* What to do
Transcribe all the lines below exactly. Omit the pictures.

Top of Supplied material

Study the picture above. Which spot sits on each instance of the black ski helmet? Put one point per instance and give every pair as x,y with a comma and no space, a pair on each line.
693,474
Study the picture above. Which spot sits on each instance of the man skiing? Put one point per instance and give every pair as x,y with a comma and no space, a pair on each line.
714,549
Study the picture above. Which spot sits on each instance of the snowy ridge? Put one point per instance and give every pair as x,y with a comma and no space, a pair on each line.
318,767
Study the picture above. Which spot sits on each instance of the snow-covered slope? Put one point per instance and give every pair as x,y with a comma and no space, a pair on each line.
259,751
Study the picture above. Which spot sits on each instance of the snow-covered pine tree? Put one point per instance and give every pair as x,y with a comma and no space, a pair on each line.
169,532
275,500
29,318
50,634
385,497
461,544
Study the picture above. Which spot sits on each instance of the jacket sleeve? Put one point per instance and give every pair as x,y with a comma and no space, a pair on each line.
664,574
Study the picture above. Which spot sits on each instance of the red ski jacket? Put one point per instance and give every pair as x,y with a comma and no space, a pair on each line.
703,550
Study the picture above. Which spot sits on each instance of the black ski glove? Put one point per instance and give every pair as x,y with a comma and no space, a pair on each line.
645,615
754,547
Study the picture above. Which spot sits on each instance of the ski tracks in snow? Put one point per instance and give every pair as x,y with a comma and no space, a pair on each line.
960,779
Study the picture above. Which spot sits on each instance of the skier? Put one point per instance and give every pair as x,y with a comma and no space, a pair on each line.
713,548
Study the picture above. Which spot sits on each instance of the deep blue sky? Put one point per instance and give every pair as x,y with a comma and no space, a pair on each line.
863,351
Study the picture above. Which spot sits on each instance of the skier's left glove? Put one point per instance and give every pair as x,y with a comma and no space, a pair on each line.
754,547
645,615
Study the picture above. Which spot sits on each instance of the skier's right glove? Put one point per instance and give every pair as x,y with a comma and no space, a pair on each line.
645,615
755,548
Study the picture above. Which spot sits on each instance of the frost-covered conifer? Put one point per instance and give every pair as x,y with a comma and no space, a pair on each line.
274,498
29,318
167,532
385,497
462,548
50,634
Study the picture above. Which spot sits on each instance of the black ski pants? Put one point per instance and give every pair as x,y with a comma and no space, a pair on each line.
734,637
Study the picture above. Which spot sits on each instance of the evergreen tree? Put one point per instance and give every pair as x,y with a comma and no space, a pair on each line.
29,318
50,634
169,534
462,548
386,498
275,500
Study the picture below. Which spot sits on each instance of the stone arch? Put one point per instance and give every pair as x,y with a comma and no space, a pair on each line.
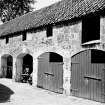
7,65
24,63
50,72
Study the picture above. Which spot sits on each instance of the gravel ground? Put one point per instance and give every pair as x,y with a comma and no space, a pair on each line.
12,93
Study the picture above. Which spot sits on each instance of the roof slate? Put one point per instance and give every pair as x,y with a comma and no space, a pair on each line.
60,11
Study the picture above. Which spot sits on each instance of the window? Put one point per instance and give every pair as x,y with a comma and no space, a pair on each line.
49,31
7,40
90,28
24,36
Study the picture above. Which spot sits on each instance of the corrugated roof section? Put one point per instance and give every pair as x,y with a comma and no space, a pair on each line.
61,11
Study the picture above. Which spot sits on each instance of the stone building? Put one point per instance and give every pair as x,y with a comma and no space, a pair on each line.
46,40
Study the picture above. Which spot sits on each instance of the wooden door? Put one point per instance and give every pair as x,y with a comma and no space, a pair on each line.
87,76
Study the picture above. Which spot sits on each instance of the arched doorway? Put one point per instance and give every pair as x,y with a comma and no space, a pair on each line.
7,65
88,75
24,67
50,72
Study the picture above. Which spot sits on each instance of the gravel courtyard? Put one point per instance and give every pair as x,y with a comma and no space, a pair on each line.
12,93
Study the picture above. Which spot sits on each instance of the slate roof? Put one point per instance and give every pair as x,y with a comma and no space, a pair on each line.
60,11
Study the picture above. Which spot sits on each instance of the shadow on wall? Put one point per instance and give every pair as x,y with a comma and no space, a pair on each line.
5,93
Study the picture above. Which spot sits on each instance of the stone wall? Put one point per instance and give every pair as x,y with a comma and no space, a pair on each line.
66,41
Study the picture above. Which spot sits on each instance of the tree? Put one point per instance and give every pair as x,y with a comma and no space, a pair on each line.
10,9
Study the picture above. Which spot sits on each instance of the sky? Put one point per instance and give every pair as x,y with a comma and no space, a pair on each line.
43,3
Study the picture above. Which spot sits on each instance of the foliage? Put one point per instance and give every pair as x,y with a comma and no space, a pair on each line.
10,9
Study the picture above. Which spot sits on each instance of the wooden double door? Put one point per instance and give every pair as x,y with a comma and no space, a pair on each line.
50,72
88,75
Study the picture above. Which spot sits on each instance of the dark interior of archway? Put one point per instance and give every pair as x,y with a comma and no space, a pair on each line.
97,56
9,67
54,57
28,63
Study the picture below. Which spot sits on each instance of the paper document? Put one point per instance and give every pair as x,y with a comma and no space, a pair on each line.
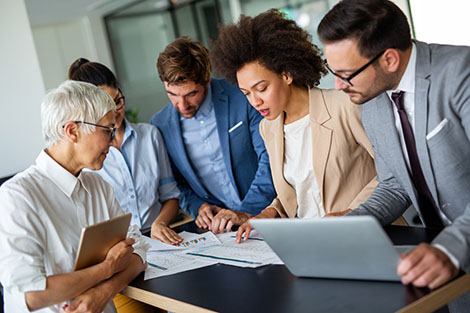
190,240
166,263
251,253
200,250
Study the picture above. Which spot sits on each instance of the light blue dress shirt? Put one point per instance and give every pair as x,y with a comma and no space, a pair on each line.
202,144
140,174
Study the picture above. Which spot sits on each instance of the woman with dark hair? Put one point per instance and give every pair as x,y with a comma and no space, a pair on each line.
137,165
321,160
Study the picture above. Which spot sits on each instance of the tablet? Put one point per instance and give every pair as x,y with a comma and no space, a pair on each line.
97,239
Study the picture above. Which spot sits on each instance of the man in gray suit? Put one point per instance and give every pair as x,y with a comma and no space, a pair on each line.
416,112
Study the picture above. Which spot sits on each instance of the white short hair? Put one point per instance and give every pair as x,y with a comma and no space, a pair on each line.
73,101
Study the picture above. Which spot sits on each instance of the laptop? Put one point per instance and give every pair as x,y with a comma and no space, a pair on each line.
353,247
97,239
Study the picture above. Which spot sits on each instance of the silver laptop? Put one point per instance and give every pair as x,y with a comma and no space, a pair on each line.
353,247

Bottom of Supplied material

* Task result
Study the picture above. Which spot sits on each instance of the black ski helmet? Put one point per instance and give every pair as x,y with a comma and no space, a pair on each line.
693,474
Study the picture above. Which spot sits on each instance of the man skiing? Put one point per instance and give every pair as x,y with a comma and no space, a pair on each line.
714,549
Study the picture above. Which spot sits on each instance of the snowy ridge? Put one point per instance and give every pair as x,y with a comma and no space, a pair on each line.
318,767
Study the picture above. Which spot sits on each instance of the snow-covered slope? Put one point per instance and give every pair as x,y with a comma and no space, a pair on each line.
259,751
Study the picture above. Which spot sits on each instance of the snow-covered pine tree? Put one point per instance and give every pair as x,y with a comma and no space, a pair on each line.
169,532
275,500
29,318
50,634
385,497
461,544
Study the picture above. Which spot sits on each instance of the jacket sleeve? Put one point per instance and give every pair as x,y with a comma and no space, a pair on each line.
664,574
Study the picture above. Which spot sits on each instance of the red ski jacket? Put one point per instance and give every pair as x,y with a comma and no space, a pair on each line.
703,550
Study the picture above. Which spot sits on each instance of the black ski glove? Put one point per instance and give every pair as x,y with a comma and no space, a pair on each line.
645,615
754,547
Study the picture above. Which spot sits on each instance of the ski tracks in snow? Put one point per instance and give every pair as x,y with a comma and no space, a pair on each line.
960,779
Study the picture above. Which spot sits on each instance of the skier? Put one point per instance and give every pair as x,y with a comma and no space, a pair on each line.
713,548
Study the picture above. Which spot sits on each instance of the deep blue sky? Put one point per instance and give every pair as x,y with a comma and no space, a pair on each line.
863,351
Study the picture above. Which spot sits on each instance of the skier's left glove? Put one point per instance and give every pair as x,y with a comma and no space, a pair on each line.
754,547
645,615
Study the picture above. Which spot sits on each instance of the skier's right glove? Put one point per instance and give every pair as x,y with a comma and no space, a pair on each line.
645,615
755,548
Study the picture above. Which spot sits on each instance of the frost-covered conifer? Put one point per instance and give every pair as x,y with a comma and no space, a pair on each line.
274,498
29,318
167,532
385,497
462,548
50,634
Study the picture above. Which spot sits on each instance of the black ski pants? Put one point per instance and give every pair as x,y with a comma and no space, a pair on each line.
734,637
Study the picture above. Which spot sits on each instance of the evergreen tree? Put one point per instance and give every pair as x,y with a comma and no space, a pair on each line.
29,318
50,634
169,534
462,548
386,498
275,500
Study the picture below. Which spot sits on each instance of the stone arch? Put one point per instance and give every pair as x,y with a comma and no space, a pair on each line.
7,65
24,63
50,72
Study the picture above. Which spot sits on each instance of the gravel ground? Put one point per instance and give every pair as x,y with a comma and no space, a pair on each line.
12,93
Study the picture above. Which spot sits on each instance of the roof slate? Put one point per instance and give every pair as x,y with a comma and no space, a pair on each line.
60,11
Study the picture above. Which spot sits on each instance of the window? Put one point per instance and give every pair as x,y with a comma and no space, a pair on each line.
49,31
7,40
90,28
24,36
Study the picture above. Which spot sits on each instance of the corrugated roof section? Put one point per instance and give every pair as x,y with a comma and no space, a pair on each line.
61,11
Study the picture above. Which spot sits on each instance of the stone building? Put one point per instance and give every pair as x,y with a comma and no space, a pair on each line.
46,40
Study the picture above. Which spot sits on each instance of the wooden door? Put one point per instance and give every pair as x,y with a comma and no space, a pair on each line.
87,76
Study the picture above. Which spot sits on each instance of the arched doorway? Put one point per instance and give every pair as x,y with a comma and no space, a pair on each line.
7,65
88,75
24,67
50,72
Study the picture above. Which spot sits on each instance of the gravel courtyard? Put one point per instance and give every pair as x,y with a comma and no space, a pair on each line.
12,93
Study the picture above. Which spot sits on each instance of the slate roof? Put one point per instance and give every pair as x,y with a comma and no space, a pair on each line.
60,11
Study the picture above. Which spot sits on each instance of the shadow on wall? Put one point per instance and give every pair as x,y with a comma and no space, a pair on each line.
5,93
Study the picture above. Which spot sits on each instance of the stone wall? Put one point per instance and give every pair as x,y with a comma and no space, a pair on each line.
66,41
Study the picture above. Which spot sits on each instance of the tree? Put one point per instance and give every pair as x,y with a comma and no space, a pair on each line.
10,9
Study the picture above. Which spot sits on each instance of the sky? Put one point per instance and give every pair as x,y with a comma and no space, a pair on each line.
43,3
Study the picture above. Which spot sits on each instance of the foliage? Put one point per instance and give every pair as x,y with a comma and no space, a pair on each line.
10,9
Study the picture above. Which spot sits on each instance of the wooden double door? Put one point per instance and give every pair as x,y with a comma and no space, a pair on each line.
50,72
88,75
Study the picture above. Which spot sits on each instance of the dark interior of archway? Put one point per instance and give every pair as x,y with a comma and no space, a pair on each line.
97,56
9,67
54,57
28,63
Study the picture below. Which spot sits on each instance of the paper document? Put one point per instance and give every pair as x,y with a comma and no space, a pair on each line.
190,240
166,263
251,253
200,250
Study the picture above. Which spot sits on each instance of the light blue dress shirt? Put one point per instance and give every pair as x,y with a comma and no space, a pair on each line.
202,144
140,174
Study the picture above. Which spot sits on each instance of the woman with dark hair? Put one point per instance and give every pair as x,y with a comma and no space, a pair on each line.
137,165
321,160
Study the picture above. Which spot sits on each instance of the tablet? Put one point per instance and give every pair as x,y with a comma and no space, a pair on each line.
97,239
Study the picture above. Which spot sits on each instance of the man in gray suit? Put one point per instance and give every pair as x,y with a comma and no space, a pair on each line.
416,112
Study the picture above. Which spot sits on each instance of the white short hair? Put one point per instance and give every pair as x,y with a comma and no space, a pair on each line.
73,101
Study the picture above. Which spot sits on each instance of the laptop? Put one point per instance and give every pair as x,y with a comma and no space, a pair on each line.
353,247
97,239
Study the picture above. Which spot sits on each instance of the silver laptop? Put one point per instance and give every pair as x,y with a comma and no space, a pair on each line.
353,247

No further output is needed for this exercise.